§ **What is needed**: Of the records that follow, copy only the lines from the line containing "Can you find the wood paneling?" to the line containing "Can you find the chancel?", both included, exactly as written.

Saved data entries
== Segment start ==

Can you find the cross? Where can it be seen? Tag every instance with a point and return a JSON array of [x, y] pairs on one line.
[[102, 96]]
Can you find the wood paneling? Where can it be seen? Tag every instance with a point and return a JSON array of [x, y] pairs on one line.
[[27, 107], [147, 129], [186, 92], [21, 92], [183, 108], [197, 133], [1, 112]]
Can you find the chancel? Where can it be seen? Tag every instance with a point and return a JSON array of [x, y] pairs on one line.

== Segment end ==
== Segment start ==

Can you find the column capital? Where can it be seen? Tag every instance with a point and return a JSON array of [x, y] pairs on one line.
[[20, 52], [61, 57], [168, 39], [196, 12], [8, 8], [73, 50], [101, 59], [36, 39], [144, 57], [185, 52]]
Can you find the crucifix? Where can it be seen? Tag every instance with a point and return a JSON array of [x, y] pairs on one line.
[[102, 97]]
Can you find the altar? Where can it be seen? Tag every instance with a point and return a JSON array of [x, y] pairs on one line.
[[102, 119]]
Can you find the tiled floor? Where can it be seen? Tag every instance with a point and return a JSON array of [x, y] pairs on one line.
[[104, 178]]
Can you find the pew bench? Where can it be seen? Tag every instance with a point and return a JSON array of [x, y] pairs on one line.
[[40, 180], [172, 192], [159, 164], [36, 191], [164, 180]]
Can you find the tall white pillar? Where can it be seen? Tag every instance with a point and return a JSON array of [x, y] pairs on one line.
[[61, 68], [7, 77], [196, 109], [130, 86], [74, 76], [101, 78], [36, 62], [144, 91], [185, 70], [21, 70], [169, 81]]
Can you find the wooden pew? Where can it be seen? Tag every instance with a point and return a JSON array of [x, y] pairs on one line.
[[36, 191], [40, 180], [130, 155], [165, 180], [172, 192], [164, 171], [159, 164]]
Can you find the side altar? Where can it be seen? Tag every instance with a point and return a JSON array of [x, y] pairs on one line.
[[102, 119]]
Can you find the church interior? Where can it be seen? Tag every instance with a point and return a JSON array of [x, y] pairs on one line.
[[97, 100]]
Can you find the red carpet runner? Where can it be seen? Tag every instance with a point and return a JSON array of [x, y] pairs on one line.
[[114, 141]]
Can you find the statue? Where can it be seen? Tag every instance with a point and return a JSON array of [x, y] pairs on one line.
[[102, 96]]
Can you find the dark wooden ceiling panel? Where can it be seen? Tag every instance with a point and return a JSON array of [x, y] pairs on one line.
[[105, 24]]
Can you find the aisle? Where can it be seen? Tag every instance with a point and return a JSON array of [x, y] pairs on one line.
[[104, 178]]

== Segment end ==

§ **Your response**:
Can you find the wood paneling? Where can it be seen? Tag every instance with a point and return a JSON array of [x, y] pairs on one line.
[[27, 107], [147, 129], [186, 92], [21, 92], [183, 108], [197, 133], [1, 112]]
Can you find the chancel? Where can it be seen? Tag every instance with a point and return a JSON array of [x, y] pairs on one line.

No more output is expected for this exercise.